Natural-language object grounding data:
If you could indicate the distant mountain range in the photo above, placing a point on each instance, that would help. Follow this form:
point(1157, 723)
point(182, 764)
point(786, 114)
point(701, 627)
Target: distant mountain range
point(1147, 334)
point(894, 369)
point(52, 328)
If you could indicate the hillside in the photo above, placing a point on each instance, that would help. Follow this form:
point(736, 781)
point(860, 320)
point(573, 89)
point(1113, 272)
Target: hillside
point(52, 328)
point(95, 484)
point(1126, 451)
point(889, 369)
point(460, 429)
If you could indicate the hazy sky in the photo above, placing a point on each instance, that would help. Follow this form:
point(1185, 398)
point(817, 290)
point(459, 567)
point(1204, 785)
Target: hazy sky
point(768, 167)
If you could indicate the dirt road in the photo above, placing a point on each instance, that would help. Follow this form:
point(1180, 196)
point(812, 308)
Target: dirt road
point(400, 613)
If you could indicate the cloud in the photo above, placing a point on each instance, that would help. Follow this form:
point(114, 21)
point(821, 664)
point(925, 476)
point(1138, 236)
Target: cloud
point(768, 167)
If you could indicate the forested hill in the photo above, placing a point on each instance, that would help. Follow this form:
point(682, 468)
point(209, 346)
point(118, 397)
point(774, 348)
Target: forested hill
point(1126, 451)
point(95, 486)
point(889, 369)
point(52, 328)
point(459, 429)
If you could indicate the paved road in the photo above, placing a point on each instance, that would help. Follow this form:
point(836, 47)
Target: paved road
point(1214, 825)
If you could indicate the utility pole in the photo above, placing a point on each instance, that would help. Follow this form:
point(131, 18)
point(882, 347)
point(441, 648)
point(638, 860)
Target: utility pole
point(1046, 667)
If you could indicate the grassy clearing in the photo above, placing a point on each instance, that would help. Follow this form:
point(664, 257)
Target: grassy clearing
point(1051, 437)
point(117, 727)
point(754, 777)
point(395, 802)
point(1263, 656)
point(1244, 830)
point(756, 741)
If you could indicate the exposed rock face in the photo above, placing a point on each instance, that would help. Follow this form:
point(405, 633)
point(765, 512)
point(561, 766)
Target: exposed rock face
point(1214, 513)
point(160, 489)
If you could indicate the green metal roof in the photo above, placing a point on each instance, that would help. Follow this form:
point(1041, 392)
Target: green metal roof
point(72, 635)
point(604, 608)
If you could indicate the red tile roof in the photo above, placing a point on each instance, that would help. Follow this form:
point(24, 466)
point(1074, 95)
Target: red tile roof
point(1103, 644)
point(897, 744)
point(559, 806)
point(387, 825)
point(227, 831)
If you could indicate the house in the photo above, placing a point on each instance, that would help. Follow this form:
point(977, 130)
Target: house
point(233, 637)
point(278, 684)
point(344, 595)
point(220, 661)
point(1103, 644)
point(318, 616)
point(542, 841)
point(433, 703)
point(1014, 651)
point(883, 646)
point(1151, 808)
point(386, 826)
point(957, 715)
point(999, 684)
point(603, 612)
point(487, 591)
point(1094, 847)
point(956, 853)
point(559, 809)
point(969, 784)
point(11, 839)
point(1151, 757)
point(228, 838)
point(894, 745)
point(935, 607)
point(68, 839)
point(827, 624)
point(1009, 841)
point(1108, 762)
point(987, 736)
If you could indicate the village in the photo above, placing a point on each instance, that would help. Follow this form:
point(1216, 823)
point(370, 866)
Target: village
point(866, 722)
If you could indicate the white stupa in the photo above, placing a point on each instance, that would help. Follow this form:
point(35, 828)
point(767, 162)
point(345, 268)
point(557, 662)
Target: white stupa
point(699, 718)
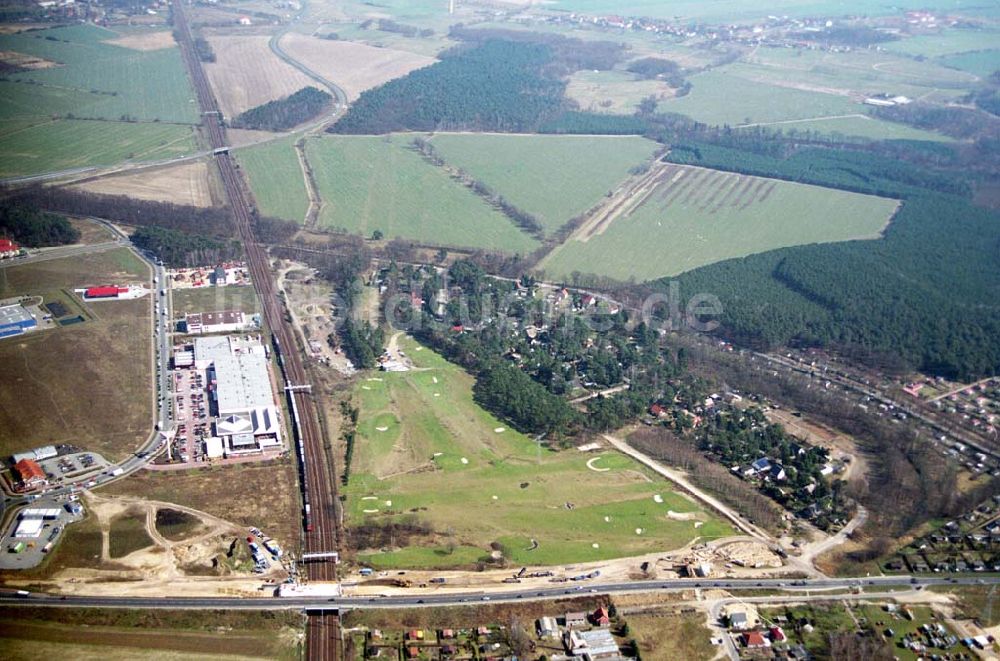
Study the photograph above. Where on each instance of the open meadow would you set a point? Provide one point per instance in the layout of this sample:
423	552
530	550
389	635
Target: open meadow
138	103
90	383
425	449
554	178
677	218
382	183
354	67
276	178
28	633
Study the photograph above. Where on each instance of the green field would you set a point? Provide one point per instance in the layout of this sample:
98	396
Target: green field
730	96
728	11
946	43
681	218
416	428
276	179
553	178
56	378
111	81
41	109
73	143
980	63
379	183
214	299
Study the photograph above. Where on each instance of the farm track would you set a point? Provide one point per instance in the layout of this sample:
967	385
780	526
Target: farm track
325	537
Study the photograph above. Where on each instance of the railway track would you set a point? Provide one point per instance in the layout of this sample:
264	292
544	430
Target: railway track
320	527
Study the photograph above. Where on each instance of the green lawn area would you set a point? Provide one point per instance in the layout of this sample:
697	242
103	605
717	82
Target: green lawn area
980	63
739	95
695	216
114	81
41	109
55	377
425	447
949	41
214	299
554	178
276	179
68	143
380	183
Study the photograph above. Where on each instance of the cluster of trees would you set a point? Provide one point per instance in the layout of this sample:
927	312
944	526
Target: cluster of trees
283	114
658	68
663	445
494	86
388	25
28	226
510	393
178	248
362	342
936	270
526	221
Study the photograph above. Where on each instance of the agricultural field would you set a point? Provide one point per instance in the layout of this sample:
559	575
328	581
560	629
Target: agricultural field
239	87
109	81
980	63
354	67
189	184
90	634
108	355
947	42
381	183
261	494
72	143
742	11
616	92
276	178
711	101
425	447
677	218
554	178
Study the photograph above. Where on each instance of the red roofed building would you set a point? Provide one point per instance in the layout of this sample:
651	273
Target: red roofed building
30	472
754	639
8	248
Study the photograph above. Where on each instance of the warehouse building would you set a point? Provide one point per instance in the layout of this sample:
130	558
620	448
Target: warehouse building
227	321
241	393
15	320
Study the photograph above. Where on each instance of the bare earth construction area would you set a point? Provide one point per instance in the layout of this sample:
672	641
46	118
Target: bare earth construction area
676	218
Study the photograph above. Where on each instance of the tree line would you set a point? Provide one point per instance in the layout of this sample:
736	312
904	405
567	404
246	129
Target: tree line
285	113
30	227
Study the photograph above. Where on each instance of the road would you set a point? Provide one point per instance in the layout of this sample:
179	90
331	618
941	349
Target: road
319	491
684	483
803	586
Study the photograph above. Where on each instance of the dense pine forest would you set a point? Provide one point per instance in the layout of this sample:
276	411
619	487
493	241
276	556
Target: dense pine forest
285	113
926	296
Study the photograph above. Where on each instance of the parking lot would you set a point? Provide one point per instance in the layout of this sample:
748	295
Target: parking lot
192	416
27	552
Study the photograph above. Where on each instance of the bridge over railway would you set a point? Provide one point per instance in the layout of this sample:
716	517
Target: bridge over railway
321	532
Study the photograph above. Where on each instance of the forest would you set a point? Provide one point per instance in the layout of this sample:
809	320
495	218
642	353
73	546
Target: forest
32	228
285	113
927	293
178	248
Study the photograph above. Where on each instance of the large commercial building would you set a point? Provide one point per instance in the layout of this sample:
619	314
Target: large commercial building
242	394
14	320
227	321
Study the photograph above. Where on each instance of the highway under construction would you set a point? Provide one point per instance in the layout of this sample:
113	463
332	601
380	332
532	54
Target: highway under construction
320	521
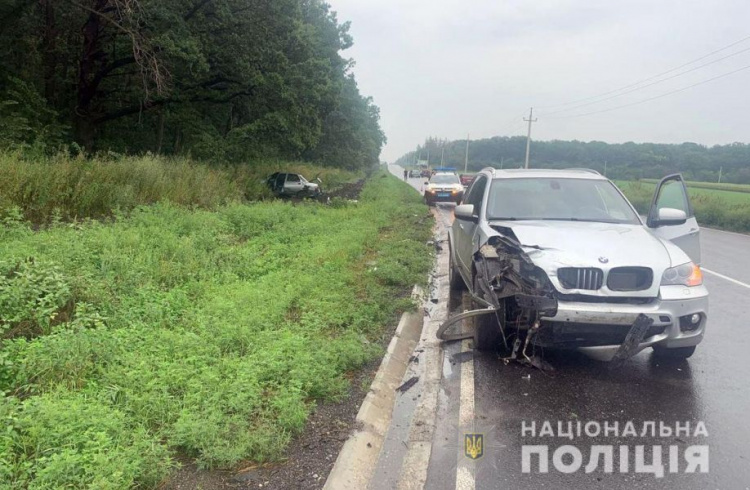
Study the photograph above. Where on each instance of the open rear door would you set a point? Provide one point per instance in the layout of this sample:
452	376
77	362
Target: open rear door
671	216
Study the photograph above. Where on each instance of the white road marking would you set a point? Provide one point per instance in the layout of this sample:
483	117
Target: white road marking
726	278
465	469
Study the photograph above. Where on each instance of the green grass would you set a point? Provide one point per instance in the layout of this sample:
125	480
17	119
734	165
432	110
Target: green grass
209	332
724	209
65	188
711	185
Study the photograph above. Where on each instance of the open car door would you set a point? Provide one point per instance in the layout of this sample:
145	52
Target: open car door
671	216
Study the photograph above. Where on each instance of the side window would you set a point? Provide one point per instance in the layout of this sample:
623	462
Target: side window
673	195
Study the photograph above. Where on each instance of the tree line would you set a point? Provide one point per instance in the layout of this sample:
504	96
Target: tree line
625	161
227	80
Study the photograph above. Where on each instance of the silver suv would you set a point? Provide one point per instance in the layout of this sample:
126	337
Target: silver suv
561	259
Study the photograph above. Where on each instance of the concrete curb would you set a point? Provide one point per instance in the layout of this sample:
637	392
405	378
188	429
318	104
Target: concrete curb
359	455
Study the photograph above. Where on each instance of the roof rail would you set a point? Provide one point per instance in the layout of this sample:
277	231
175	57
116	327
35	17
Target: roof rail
581	169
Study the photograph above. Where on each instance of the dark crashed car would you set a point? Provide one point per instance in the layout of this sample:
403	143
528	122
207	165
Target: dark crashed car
291	184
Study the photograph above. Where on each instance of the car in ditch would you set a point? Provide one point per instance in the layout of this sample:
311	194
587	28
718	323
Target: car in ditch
560	259
292	184
443	187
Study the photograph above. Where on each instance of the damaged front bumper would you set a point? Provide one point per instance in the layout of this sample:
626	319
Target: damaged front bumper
598	329
529	309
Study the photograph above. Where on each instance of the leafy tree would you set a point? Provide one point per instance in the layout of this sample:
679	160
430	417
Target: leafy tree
221	79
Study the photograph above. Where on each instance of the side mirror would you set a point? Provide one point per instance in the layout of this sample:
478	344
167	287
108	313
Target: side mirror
670	217
465	212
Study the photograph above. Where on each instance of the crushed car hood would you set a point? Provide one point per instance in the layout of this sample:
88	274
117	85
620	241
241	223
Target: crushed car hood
555	244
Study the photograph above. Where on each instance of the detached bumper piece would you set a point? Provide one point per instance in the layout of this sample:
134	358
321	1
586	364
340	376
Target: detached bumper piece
540	304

▶ DIRECTIONS: Word for word, restate the lines above from the line containing "point(1138, 236)" through the line containing "point(774, 348)", with both included and nothing else.

▶ ANSWER TO THE PROBLEM:
point(1138, 236)
Target: cloud
point(768, 167)
If you could indicate the forested hill in the photo above, placing a point on each instance, that would help. Follow this form:
point(682, 468)
point(209, 346)
point(118, 397)
point(774, 348)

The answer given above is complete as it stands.